Yes and no. The v6 version adds not-yet-finished support for sharing
the preallocated blocks with page allocator (so if CMA is not using the
memory, page allocator can allocate it, and when CMA finally wants to
use it the allocated pages are migrated).

In the v6 implementation I have added a new migration type (I cannot seem
to find who proposed such approach first). When I'll end debugging the
code I'll try to work things out without adding additional entity (that
is new migration type).

--
Best regards, _ _
| Humble Liege of Serenely Enlightened Majesty of o' \,=./ `o
| Computer Science, Michał "mina86" Nazarewicz (o o)
+----[mina86*mina86.com]---[mina86*jabber.org]----ooO--(_)--Ooo--

2010-11-23 15:46:08

by Michal Nazarewicz

[permalink] [raw]
Subject: Re: [PATCH 0/4] big chunk memory allocator v4

On Mon, 22 Nov 2010 01:04:31 +0100, KAMEZAWA Hiroyuki <[email protected]> wrote:

> On Fri, 19 Nov 2010 12:56:53 -0800
> Andrew Morton <[email protected]> wrote:
>
>> On Fri, 19 Nov 2010 17:10:33 +0900
>> KAMEZAWA Hiroyuki <[email protected]> wrote:
>>
>> > Hi, this is an updated version.
>> >
>> > No major changes from the last one except for page allocation function.
>> > removed RFC.

______

### Given problem 1:
Decide whether each statement below agrees with the memory allocator thread excerpt. Answer yes or no for each, quoting the words from the excerpt that decide it.
(a) The v6 version's support for sharing preallocated blocks with the page allocator is finished.
(b) The v6 implementation adds a new migration type.
(c) The writer knows who first proposed the new migration type approach.
### Given problem 2:
Carry on the memory allocator thread excerpt from the point where it stops.

______

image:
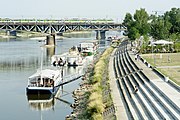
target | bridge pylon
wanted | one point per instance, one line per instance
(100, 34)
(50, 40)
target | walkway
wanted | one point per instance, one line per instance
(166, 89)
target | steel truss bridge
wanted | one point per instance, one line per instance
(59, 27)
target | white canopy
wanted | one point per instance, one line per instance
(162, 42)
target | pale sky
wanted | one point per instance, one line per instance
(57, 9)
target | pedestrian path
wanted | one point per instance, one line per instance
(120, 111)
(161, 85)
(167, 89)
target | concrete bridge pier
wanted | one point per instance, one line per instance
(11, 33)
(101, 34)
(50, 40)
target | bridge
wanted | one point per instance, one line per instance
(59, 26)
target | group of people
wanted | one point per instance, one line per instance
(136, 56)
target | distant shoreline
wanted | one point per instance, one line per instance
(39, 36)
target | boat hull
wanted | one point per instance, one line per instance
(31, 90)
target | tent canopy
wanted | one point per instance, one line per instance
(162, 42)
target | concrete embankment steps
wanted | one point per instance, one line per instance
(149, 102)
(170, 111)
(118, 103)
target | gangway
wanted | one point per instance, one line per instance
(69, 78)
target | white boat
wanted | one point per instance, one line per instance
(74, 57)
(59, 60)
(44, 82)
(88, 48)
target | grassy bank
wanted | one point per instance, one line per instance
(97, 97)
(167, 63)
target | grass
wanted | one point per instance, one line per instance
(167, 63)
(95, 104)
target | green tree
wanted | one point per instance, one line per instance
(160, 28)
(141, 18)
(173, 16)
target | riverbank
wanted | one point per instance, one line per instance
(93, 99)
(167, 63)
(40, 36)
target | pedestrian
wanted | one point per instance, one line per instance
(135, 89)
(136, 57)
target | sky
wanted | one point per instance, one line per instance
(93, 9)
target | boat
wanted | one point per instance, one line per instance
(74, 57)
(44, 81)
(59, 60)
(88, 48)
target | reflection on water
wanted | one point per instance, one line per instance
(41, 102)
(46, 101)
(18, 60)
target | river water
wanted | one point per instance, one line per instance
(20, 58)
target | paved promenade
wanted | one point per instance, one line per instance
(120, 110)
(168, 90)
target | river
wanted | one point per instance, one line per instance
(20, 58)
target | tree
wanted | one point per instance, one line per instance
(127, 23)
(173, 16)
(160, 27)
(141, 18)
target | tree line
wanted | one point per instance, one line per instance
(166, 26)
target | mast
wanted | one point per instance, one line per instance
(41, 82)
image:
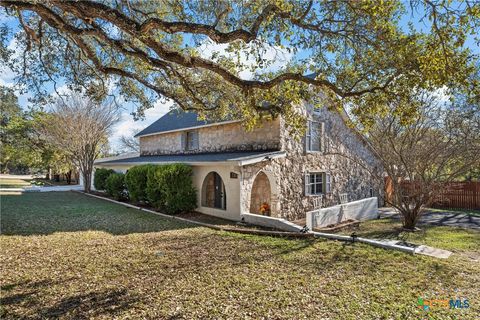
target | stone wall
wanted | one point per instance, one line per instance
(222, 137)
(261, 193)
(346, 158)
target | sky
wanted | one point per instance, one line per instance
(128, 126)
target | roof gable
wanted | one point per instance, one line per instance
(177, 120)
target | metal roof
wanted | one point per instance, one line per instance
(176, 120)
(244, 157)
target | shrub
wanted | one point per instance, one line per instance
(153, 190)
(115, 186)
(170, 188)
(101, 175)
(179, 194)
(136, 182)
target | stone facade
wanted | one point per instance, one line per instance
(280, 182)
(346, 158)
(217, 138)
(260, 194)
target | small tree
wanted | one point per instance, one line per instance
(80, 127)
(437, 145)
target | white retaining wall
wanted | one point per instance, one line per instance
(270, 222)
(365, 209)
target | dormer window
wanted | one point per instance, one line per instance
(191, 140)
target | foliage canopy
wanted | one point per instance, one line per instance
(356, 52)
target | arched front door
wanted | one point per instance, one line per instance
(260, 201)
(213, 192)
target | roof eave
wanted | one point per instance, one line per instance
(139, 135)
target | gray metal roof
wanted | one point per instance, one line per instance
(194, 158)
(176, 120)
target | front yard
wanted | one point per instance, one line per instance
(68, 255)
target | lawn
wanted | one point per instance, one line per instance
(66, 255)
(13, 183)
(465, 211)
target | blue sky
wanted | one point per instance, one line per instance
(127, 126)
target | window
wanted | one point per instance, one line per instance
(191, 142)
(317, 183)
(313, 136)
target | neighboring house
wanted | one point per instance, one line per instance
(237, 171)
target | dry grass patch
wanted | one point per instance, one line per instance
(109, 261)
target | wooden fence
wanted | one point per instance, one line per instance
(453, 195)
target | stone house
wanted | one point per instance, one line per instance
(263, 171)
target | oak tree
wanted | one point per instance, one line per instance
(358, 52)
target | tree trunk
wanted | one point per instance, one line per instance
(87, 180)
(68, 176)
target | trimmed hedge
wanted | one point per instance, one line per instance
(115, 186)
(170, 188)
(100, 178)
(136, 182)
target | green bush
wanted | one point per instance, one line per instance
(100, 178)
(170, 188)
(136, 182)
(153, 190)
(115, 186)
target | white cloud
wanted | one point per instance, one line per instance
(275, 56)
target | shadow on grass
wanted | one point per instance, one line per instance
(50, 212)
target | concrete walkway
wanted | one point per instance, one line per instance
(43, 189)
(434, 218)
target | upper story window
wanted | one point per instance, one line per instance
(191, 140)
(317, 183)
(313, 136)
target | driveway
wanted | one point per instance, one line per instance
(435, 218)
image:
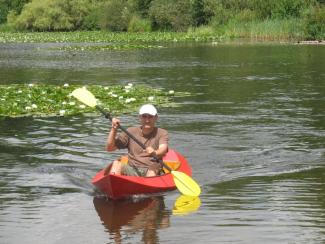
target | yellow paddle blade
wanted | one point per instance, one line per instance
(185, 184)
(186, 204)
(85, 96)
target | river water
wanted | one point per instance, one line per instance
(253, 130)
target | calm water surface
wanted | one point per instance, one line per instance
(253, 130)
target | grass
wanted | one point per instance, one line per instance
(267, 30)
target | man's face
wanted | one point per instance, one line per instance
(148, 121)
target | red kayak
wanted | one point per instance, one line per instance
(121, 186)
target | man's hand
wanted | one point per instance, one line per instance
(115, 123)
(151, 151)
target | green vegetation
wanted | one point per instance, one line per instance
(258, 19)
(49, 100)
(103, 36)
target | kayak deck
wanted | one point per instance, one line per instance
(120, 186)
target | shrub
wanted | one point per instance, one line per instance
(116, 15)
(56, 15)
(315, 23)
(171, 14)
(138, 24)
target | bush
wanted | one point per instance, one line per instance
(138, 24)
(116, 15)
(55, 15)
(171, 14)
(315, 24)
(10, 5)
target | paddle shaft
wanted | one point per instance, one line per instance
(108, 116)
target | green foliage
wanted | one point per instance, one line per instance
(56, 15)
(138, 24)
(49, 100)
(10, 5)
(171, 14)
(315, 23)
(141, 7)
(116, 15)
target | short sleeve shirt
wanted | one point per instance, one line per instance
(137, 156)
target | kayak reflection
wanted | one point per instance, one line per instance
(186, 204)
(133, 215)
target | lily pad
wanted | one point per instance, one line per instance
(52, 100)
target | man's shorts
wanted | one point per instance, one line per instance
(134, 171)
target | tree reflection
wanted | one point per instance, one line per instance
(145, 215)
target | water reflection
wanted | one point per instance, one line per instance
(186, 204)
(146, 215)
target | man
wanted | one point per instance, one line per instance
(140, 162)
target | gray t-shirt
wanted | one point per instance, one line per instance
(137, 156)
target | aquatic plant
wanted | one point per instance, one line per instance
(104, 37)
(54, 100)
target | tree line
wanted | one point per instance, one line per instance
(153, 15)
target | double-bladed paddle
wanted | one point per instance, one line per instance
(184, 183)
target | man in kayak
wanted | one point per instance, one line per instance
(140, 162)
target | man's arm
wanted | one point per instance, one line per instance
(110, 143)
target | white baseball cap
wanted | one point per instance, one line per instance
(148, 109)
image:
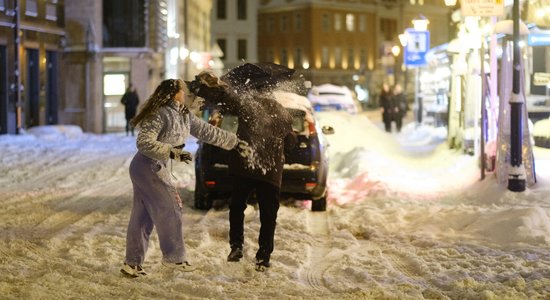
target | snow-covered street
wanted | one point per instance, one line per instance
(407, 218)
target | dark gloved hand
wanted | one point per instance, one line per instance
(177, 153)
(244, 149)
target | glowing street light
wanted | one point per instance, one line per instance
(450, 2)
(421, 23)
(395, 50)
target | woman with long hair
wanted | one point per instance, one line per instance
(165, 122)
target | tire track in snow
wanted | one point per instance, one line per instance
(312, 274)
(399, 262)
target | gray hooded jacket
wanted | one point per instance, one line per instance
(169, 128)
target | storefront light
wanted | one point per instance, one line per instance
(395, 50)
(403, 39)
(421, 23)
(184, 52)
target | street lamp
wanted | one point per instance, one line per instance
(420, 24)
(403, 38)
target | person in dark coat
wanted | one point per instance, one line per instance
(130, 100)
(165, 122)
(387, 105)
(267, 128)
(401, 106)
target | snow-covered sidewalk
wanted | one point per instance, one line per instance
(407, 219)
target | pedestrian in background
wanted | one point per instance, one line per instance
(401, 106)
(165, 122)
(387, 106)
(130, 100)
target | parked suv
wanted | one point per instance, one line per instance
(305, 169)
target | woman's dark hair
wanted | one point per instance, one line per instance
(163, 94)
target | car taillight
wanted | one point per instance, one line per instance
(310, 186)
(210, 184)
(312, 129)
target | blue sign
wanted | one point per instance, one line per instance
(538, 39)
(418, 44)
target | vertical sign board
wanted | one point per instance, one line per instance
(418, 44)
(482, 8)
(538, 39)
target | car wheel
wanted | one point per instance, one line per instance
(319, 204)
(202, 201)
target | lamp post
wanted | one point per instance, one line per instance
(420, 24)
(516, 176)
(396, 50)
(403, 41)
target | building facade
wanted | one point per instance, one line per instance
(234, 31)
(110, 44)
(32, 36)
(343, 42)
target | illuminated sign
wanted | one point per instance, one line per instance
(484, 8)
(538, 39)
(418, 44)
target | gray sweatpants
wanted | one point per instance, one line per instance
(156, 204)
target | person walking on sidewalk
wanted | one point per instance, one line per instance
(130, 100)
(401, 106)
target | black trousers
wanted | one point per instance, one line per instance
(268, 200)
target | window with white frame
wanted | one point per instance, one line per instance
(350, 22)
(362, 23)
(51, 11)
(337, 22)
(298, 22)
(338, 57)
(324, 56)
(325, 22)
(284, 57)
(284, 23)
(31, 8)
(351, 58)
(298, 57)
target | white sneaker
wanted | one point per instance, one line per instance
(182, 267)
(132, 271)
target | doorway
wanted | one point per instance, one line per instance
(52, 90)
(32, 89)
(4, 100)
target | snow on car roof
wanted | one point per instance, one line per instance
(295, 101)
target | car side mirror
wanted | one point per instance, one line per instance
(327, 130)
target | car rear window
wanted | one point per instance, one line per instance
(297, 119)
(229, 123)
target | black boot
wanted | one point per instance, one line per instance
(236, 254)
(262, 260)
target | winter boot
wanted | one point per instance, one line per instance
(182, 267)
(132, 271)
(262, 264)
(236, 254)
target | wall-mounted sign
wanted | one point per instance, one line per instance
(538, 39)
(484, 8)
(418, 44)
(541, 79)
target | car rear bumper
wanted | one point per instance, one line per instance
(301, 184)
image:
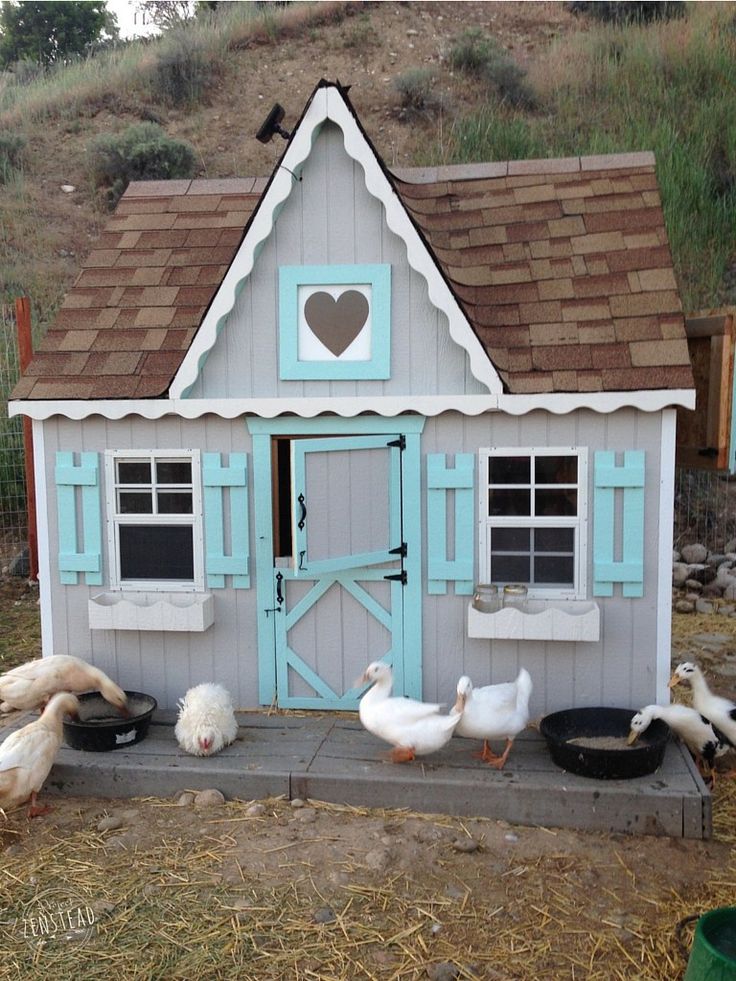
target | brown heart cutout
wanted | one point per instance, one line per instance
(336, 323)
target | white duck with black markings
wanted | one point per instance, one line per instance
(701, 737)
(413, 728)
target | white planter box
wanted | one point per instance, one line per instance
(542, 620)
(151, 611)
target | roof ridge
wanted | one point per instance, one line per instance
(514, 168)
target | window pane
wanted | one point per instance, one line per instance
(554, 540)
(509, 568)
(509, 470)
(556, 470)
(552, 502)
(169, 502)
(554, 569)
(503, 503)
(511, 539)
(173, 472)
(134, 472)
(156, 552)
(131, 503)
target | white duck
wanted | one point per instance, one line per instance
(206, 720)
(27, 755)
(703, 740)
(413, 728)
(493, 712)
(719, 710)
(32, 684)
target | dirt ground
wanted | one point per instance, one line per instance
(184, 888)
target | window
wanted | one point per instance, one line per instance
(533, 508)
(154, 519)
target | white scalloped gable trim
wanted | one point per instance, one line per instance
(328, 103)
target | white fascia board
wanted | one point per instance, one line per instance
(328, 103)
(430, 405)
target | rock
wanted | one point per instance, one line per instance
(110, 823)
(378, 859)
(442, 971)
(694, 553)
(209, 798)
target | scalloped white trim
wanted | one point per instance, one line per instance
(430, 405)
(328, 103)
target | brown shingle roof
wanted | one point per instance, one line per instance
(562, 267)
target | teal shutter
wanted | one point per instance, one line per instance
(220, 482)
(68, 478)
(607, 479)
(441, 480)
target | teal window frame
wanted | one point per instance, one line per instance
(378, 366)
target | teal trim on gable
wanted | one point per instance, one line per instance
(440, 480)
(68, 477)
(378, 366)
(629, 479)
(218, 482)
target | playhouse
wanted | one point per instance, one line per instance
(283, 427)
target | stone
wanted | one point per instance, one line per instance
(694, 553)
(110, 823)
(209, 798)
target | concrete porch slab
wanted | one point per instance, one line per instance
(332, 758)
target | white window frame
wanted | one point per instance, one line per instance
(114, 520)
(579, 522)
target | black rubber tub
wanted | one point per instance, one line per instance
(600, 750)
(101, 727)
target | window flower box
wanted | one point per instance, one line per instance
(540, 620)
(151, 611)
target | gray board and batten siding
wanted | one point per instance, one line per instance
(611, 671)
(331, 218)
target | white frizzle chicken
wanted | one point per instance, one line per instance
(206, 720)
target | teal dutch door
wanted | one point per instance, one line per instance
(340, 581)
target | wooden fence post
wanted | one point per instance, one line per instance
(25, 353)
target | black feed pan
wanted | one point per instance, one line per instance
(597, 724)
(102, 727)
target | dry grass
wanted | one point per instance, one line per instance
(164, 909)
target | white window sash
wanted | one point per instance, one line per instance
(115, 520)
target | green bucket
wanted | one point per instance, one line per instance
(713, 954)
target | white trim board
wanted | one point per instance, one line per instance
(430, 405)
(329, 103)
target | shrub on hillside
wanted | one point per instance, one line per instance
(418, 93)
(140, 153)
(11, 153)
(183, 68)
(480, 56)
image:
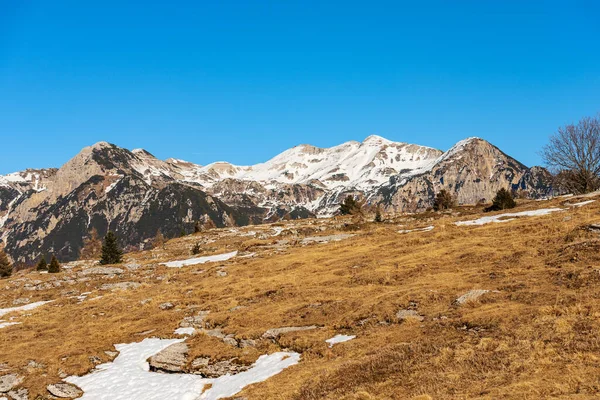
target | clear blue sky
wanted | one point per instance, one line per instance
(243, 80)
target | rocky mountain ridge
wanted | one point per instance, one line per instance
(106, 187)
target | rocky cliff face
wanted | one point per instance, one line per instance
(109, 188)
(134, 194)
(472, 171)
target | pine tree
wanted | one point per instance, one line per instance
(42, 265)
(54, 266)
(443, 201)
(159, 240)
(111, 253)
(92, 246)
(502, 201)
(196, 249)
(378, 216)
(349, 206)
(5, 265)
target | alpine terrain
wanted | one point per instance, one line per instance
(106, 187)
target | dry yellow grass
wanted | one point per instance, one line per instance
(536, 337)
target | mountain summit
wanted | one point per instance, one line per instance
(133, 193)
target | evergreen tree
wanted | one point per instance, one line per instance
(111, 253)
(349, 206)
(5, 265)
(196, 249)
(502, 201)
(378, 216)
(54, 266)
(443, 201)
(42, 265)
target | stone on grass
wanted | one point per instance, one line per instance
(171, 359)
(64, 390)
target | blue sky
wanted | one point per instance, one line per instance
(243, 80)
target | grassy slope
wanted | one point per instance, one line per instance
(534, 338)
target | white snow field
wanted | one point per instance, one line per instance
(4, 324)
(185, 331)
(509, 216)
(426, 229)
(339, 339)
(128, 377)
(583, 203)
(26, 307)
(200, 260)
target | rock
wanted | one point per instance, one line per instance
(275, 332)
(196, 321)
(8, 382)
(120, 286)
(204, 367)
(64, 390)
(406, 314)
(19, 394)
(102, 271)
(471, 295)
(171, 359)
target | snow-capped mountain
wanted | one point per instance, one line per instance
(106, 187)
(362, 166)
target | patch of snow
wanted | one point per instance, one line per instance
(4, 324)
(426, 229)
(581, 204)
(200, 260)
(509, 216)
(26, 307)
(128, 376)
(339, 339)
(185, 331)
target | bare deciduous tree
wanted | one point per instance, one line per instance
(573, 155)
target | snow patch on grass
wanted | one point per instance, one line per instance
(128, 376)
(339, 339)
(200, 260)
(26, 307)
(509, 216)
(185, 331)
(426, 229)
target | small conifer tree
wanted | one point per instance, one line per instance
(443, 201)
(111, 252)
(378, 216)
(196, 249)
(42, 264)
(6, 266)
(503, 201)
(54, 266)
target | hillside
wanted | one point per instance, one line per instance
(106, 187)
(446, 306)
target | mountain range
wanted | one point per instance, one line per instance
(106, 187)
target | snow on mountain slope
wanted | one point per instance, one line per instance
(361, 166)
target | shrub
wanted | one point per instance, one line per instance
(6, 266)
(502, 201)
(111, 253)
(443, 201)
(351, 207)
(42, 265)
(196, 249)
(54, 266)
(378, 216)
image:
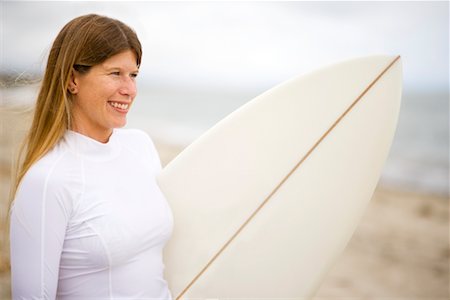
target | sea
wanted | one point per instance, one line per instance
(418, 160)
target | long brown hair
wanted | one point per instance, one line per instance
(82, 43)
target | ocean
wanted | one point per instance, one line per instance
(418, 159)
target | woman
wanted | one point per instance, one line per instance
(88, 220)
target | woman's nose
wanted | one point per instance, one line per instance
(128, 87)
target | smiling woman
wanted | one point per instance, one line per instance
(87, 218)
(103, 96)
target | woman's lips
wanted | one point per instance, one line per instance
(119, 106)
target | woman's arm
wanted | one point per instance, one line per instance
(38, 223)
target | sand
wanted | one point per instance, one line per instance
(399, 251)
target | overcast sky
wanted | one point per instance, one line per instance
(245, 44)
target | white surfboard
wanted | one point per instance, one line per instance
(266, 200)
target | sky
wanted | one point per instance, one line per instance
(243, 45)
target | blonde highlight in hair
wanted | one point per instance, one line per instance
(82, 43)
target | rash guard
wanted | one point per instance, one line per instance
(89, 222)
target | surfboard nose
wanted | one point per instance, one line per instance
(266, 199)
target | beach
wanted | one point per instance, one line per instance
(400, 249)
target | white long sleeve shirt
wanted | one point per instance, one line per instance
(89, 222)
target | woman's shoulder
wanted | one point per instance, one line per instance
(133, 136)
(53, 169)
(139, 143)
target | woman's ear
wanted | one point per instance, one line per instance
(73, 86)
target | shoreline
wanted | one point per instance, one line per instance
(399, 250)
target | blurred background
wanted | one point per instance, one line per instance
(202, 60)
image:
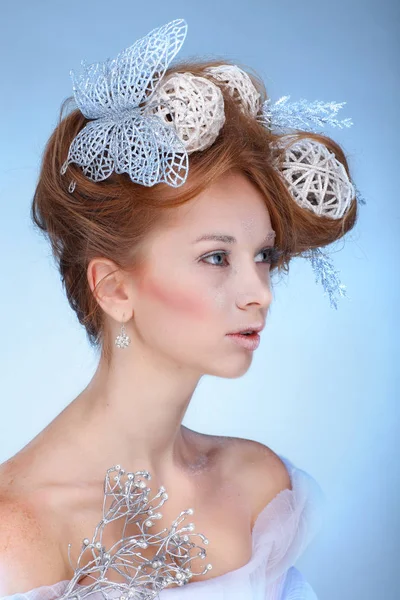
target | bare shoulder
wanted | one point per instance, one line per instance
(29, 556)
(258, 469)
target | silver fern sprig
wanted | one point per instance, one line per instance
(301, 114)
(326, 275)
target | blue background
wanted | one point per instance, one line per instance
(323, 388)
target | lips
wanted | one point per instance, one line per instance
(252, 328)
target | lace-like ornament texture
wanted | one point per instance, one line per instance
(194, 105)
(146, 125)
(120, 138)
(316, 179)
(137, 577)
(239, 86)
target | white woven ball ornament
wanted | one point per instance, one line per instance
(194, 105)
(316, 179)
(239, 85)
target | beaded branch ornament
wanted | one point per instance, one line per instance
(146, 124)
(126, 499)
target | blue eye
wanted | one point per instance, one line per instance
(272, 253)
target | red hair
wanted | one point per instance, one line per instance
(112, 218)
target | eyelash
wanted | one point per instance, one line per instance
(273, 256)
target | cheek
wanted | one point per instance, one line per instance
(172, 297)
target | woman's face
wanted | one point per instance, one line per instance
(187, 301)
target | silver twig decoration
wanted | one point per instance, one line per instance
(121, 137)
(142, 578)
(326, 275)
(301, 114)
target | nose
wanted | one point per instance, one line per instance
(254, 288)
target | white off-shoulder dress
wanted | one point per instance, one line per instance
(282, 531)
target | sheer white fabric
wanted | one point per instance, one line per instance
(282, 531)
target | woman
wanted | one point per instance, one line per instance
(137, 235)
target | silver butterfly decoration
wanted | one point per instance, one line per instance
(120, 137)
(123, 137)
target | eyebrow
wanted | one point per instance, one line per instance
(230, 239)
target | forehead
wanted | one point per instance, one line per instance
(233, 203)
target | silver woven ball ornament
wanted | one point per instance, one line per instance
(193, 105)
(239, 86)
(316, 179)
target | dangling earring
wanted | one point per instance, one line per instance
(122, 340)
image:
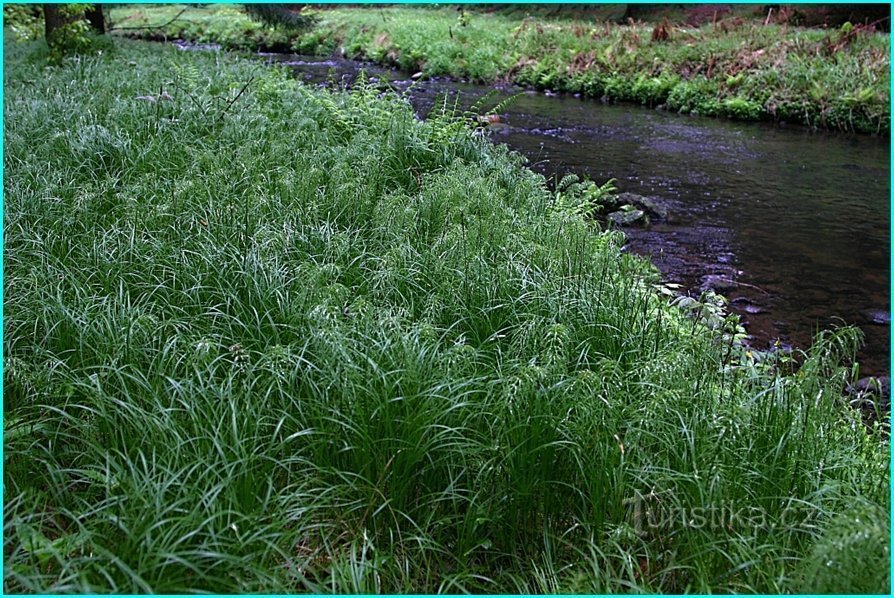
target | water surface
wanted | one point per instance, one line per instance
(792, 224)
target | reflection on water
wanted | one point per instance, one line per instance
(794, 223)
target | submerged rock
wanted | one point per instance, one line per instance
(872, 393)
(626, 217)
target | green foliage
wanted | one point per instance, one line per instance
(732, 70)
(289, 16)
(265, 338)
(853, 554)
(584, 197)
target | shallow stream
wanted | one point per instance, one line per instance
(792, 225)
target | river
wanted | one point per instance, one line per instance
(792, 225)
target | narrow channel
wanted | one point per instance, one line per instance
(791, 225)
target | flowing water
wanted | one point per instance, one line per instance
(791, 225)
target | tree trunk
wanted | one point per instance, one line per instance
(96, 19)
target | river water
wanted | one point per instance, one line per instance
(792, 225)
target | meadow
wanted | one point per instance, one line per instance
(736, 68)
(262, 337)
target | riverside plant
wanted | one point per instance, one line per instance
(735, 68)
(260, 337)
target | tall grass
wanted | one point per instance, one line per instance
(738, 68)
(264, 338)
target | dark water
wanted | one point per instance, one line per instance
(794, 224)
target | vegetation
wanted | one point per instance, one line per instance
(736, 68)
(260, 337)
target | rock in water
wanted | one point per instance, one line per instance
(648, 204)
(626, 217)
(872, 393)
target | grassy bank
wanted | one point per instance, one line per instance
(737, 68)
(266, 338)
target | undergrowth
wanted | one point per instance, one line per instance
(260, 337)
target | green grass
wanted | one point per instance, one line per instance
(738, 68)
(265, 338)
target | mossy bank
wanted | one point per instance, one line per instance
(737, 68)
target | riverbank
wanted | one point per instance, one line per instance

______

### Answer 1:
(a) No: "The v6 version adds not-yet-finished support for sharing"
(b) Yes: "In the v6 implementation I have added a new migration type"
(c) No: "I cannot seem to find who proposed such approach first"

### Answer 2:
>> >
>> > Order of patches is
>> >
>> > [1/4] move some functions from memory_hotplug.c to page_isolation.c
>> > [2/4] search physically contiguous range suitable for big chunk alloc.
>> > [3/4] allocate big chunk memory based on memory hotplug(migration) technique
>> > [4/4] modify page allocation function.
>> >
>> > For what:
>> >
>> > I hear there is requirements to allocate a chunk of page which is larger than
>> > MAX_ORDER. Now, some (embeded) device use a big memory chunk. To use memory,
>> > they hide some memory range by boot option (mem=) and use hidden memory
>> > for its own purpose. But this seems a lack of feature in memory management.
>> >
>> > This patch adds
>> > alloc_contig_pages(start, end, nr_pages, gfp_mask)
>> > to allocate a chunk of page whose length is nr_pages from [start, end)
>> > phys address. This uses similar logic of memory-unplug, which tries to
>> > offline [start, end) pages. By this, drivers can allocate 30M or 128M or
>> > much bigger memory chunk on demand. (I allocated 1G chunk in my test).
>> >
>> > But yes, because of fragmentation, this cannot guarantee 100% alloc.
>> > If alloc_contig_pages() is called in system boot up or movable_zone is used,
>> > this allocation succeeds at high rate.
>>
>> So this is an alternatve implementation for the functionality offered
>> by Michal's "The Contiguous Memory Allocator framework".
>>
>
> Yes, this will be a backends for that kind of works.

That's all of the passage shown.